-- BEGIN Records supplied --

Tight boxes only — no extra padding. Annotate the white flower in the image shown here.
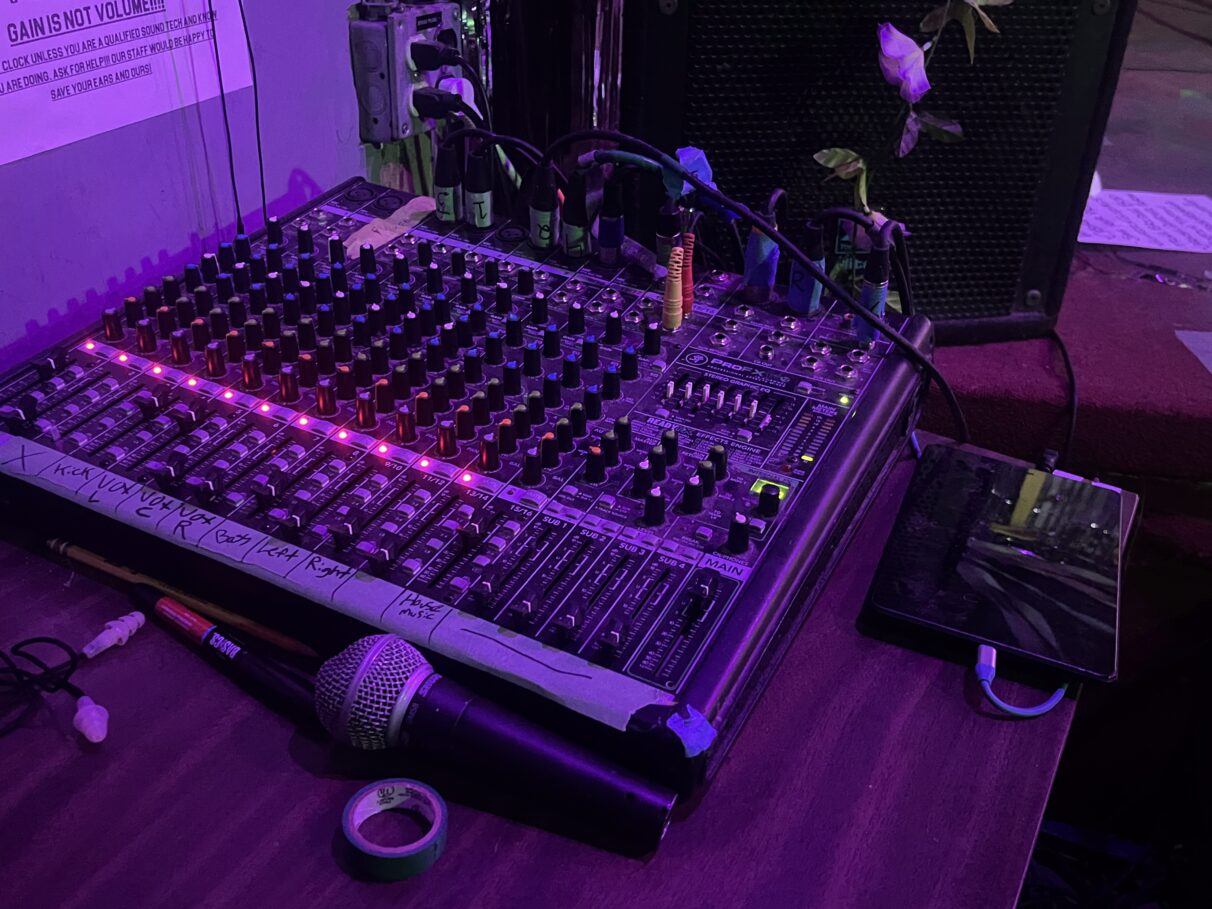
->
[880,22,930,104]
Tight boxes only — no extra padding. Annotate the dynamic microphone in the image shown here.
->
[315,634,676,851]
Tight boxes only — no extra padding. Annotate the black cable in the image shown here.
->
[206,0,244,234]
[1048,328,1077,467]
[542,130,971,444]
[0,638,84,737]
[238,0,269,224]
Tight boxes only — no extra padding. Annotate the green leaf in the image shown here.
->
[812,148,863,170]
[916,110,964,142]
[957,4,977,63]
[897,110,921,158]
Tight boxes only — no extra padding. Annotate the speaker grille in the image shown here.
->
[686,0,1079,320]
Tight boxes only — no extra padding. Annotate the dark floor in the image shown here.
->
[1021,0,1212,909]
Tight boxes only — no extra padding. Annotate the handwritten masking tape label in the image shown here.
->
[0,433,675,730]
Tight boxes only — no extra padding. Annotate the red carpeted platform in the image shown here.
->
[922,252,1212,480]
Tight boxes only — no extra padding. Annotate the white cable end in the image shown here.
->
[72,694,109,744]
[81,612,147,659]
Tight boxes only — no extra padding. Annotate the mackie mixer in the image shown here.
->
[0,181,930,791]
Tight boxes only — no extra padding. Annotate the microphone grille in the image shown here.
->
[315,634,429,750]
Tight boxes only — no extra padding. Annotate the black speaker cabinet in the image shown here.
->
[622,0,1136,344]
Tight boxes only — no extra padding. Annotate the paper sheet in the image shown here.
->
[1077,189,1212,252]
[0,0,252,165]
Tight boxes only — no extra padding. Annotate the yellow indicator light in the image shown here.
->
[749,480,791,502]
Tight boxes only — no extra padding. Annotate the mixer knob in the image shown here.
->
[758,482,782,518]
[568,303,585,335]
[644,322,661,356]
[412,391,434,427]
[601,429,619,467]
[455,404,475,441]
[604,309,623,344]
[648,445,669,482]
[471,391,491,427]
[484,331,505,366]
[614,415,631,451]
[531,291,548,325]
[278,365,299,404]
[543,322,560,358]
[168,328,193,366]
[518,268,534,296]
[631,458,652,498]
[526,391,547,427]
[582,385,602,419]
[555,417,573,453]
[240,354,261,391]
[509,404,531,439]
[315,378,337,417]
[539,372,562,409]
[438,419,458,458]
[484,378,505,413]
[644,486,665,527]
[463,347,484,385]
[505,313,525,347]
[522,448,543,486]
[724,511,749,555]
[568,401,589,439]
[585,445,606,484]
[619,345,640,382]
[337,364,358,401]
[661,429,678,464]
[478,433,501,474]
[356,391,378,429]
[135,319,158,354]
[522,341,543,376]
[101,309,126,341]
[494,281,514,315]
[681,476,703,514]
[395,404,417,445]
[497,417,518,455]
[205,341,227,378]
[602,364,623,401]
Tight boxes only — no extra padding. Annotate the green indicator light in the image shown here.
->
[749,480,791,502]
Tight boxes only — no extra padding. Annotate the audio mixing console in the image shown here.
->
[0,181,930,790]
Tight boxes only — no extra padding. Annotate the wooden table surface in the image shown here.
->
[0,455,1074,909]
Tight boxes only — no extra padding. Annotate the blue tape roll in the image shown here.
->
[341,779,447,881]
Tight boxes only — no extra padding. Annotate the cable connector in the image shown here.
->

-- END Records supplied --
-- BEGIN Records supplied --

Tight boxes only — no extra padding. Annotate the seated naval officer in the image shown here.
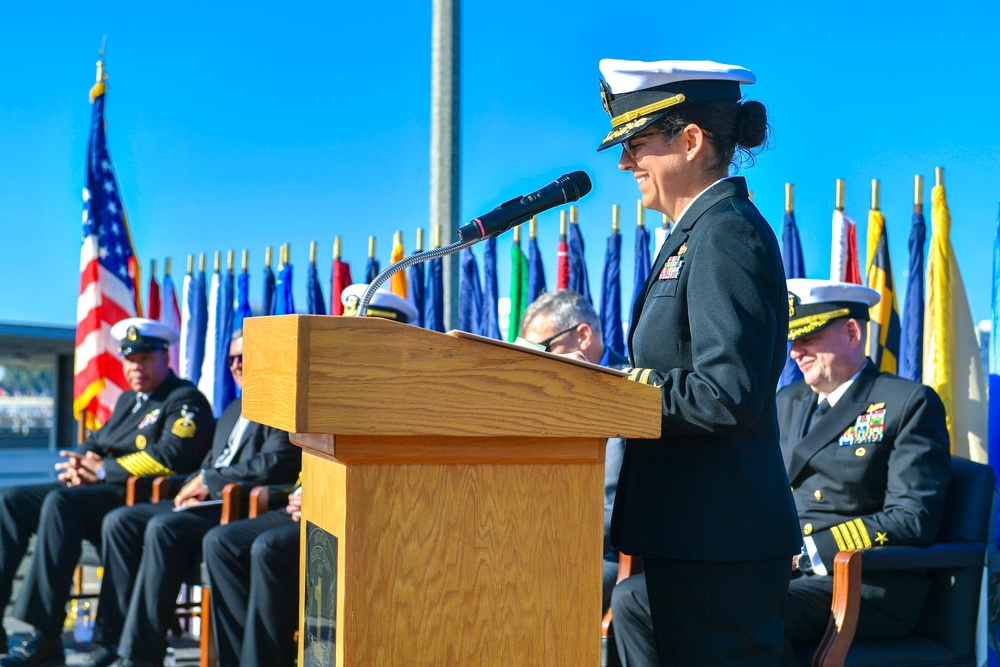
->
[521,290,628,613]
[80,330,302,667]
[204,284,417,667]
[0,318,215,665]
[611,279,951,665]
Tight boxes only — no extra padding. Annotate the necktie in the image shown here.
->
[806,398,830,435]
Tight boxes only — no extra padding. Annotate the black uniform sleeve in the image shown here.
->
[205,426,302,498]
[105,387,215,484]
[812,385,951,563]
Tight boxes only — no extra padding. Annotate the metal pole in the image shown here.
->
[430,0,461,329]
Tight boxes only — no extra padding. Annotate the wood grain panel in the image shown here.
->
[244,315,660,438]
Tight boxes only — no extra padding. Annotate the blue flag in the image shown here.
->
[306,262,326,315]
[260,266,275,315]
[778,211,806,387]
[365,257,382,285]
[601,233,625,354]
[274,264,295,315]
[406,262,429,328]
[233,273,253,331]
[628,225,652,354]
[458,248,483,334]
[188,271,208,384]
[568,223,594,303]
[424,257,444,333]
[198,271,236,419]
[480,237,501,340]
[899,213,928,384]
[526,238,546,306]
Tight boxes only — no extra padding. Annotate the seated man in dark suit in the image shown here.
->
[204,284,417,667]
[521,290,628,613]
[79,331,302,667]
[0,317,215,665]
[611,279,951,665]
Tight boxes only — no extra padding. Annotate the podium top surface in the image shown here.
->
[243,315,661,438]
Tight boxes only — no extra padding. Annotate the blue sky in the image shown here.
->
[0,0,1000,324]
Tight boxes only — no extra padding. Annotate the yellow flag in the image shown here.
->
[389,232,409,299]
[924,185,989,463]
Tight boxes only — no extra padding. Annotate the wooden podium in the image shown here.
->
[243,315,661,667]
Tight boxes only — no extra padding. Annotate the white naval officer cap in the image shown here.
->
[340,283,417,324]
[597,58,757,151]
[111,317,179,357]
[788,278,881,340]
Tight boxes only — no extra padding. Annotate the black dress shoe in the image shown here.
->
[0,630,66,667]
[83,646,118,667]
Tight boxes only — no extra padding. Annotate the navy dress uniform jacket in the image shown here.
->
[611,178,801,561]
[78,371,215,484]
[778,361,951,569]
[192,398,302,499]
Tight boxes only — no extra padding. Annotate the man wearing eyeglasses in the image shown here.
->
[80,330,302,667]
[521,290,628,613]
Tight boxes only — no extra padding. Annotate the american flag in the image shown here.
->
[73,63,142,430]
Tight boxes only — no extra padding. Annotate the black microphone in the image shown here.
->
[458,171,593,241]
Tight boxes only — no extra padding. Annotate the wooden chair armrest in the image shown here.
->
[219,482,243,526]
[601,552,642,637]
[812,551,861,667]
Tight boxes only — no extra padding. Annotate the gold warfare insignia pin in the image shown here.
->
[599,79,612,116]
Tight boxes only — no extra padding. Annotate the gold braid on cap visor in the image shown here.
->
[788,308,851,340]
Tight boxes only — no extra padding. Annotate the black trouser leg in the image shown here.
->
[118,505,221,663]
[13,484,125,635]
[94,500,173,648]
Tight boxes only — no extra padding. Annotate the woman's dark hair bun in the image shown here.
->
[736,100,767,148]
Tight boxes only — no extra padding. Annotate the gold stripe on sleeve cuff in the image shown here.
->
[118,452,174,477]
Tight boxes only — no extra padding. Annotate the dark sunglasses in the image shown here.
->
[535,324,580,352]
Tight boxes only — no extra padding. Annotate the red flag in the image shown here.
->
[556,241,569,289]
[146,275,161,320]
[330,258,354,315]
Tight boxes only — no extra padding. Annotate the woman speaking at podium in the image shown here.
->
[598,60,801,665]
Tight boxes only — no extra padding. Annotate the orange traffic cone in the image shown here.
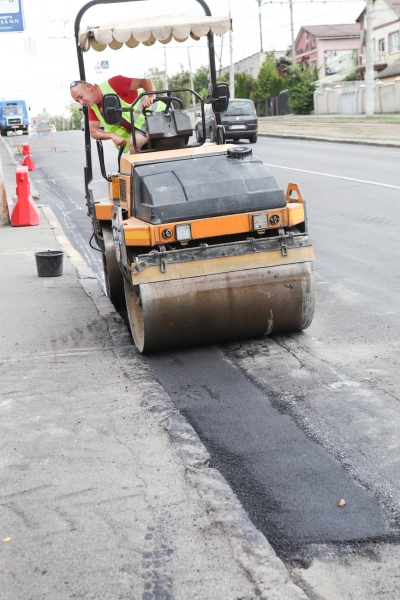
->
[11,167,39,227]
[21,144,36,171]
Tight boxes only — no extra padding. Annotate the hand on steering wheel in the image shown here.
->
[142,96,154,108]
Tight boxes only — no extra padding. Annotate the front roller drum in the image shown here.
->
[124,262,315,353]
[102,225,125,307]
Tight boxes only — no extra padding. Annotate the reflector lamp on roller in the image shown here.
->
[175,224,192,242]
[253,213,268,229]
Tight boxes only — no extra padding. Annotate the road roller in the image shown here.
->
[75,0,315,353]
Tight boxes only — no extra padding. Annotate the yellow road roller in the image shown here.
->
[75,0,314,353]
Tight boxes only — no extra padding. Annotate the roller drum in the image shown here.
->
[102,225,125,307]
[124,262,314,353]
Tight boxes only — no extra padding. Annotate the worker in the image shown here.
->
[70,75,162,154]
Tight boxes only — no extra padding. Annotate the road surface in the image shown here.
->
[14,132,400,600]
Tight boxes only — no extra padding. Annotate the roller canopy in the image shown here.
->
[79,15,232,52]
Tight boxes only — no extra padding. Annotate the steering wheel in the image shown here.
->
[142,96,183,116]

-- END Records supplied --

* _Work to complete_
Please reproduce the entries above exactly, everything from the line containing "Tight boxes only — no extra padding. Annotate the dynamic" down to the line containing "[315,634,429,750]", both of those lines included.

* _Complete response_
Tight boxes only — no extra padding. Annotate the dynamic microphone in the image shown here.
->
[315,634,676,851]
Tight boxes only — no extra padding. Annotate the black cable in the image shown here.
->
[206,0,244,234]
[1048,328,1077,467]
[542,130,971,444]
[0,638,84,737]
[238,0,269,224]
Tight boxes only — no extra padding. Annotate the green leaf in the image shown here.
->
[812,148,863,170]
[916,110,964,142]
[957,4,977,63]
[897,110,921,158]
Tight boxes only — no extra padding. Annotate the speaker grille in the image shown here.
->
[686,0,1079,320]
Tight boxes only — no extra padding. Annotate the dark floor in the image shown here.
->
[1021,0,1212,909]
Tight boxes only — no extra padding. Annotate the handwritten masking tape label in the image shown here.
->
[0,433,675,730]
Tight boxes only — no extra padding. Annotate the red carpeted platform in the image shown here.
->
[922,252,1212,480]
Tight boxes only — no extra padding. Annotate the white cable end in the image shown here.
->
[72,694,109,744]
[81,612,147,659]
Tight boxes only — no extra padding. Annotate the mackie mixer in the image shown here.
->
[0,181,930,791]
Tight boxes only — no extra padding. Annotate the microphone grille in the image shown here.
->
[315,634,429,750]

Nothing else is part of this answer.